_PAGE EXTRACT:_
An analogy about register preservation rules in calling conventions

Raymond Chen

A common problem beginning programmers have with assembly language is understanding calling conventions and register preservation rules, because those are not rules imposed by the architecture, but are rather created by convention.

Imagine that you are an instructor at a university. In the United States, classrooms are typically not dedicated to a single class or a single instructor, but rather, classes and instructors are assigned to rooms on a case-by-case basis, and it is common for instructors to have to teach classes in multiple rooms.

The convention at the school might be that the instructor is free to use the chalkboard however they like, and they are allowed to erase any content left on the chalkboard when they arrive for the start of class, with no responsibility to return the chalkboard to its original state when the class ends.

On the other hand, the convention is that the desks and chairs in the classroom must be returned to their original places at the end of class. The instructor is permitted to move the desks and chairs during class, but they have to put them back in the original locations when the class is over.

The chalkboard is like the registers we call “scratch” or “volatile”: You are welcome to use them all you want, and you are not under any obligation to restore them to their original values when you are done.

The desks and chairs are like the registers we call “preserved” or “non-volatile”: You are welcome to use them all you want, but you are required to put them “back where you found them” when you are done. This is typically done by saving their initial state somewhere when you start (for desks and chairs, maybe by marking their locations with tape on the floor; for registers, by saving their values to memory) and restoring them at before you finish (moving the desks and chairs back to the markers; for registers, reloading the values from memory).

There might be some fixtures in the classroom that may not be moved at all. You cannot unscrew the light bulbs or disable the fire alarm. These are “immutable” registers, which you aren’t allowed to modify, not even temporarily.

Now, maybe your class is a lab class that has been given a dedicated room for an entire week, so you don’t have to reset the room after each session and can instead just resume from where the previous session left off. But you don’t have class on Wednesday, so for Wednesday, another class uses the room. What can you expect?

_TASKS TO COMPLETE:_
**1.** From the register preservation article, reproduce word for word the part that opens with the words containing "The chalkboard is" and closes with "values when you are done.".
**2.** In the register preservation article, which classroom item stands for the scratch or volatile registers?
**3.** Carry on the register preservation article with the next part, starting right after its final sentence.

_STORED DATA:_
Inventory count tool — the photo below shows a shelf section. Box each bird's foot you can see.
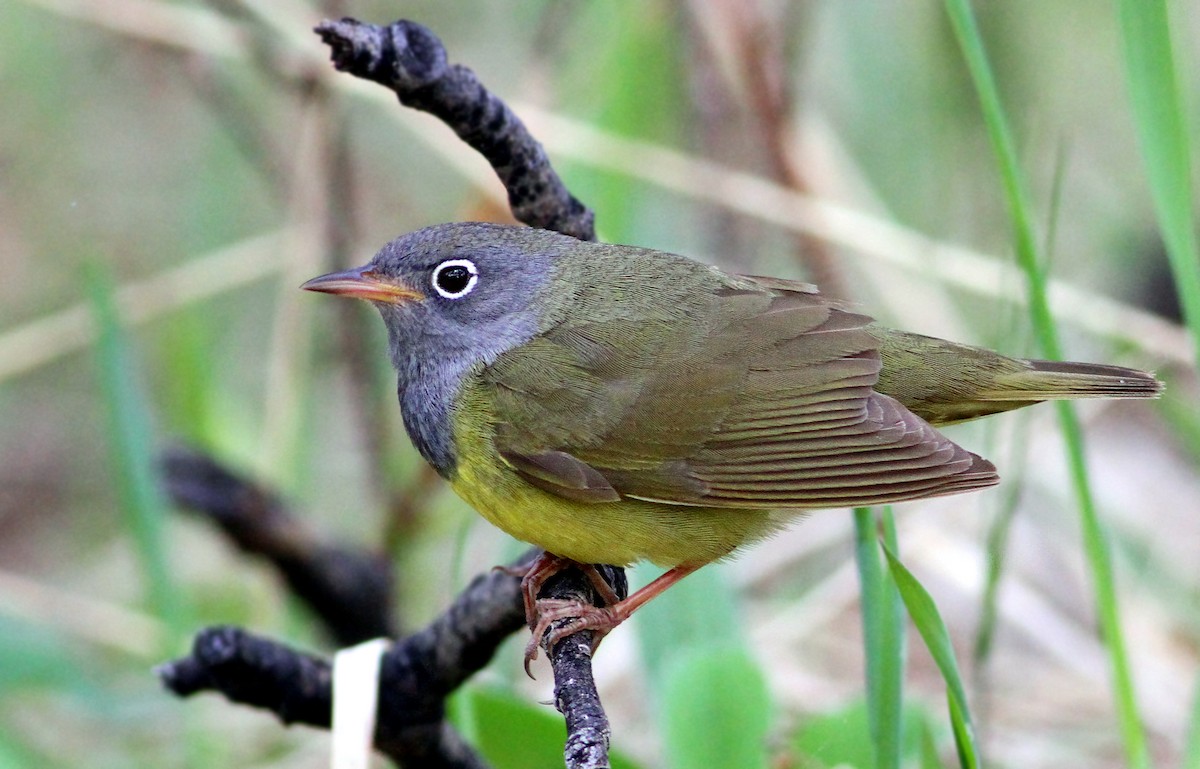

_RESULTS OF THE EXERCISE:_
**1.**
The chalkboard is like the registers we call “scratch” or “volatile”: You are welcome to use them all you want, and you are not under any obligation to restore them to their original values when you are done.

**2.** The chalkboard.

**3.**
Well, the conventions say that the chalkboard is available for use. So don’t leave anything important on the chalkboard at the end of the Tuesday class, because it will be gone when you come back on Thursday.

On the other hand, the conventions also say that the desks should be returned to their original locations, so the desk clumps you created for your lab class will still be there. The desks may very well be moved around by the Wednesday class, but they will return them to the original positions before they are done.

Now, the school may have other conventions regarding the classroom. For example, maybe in addition to the convention that says that you have to restore the desks to their original locations, they also say that if you do move any desks, you have to take a photo of the classroom to show the original desk positions, and you have to post the photo on the bulletin board next to the door (and take it away when your class is over). The school requires this because your class might be cancelled after the Thursday session, so you won’t be around on Friday to reset the desks. The facilities staff needs to use that photo you took in order to restore the desks to their original positions for the class that had the room before you.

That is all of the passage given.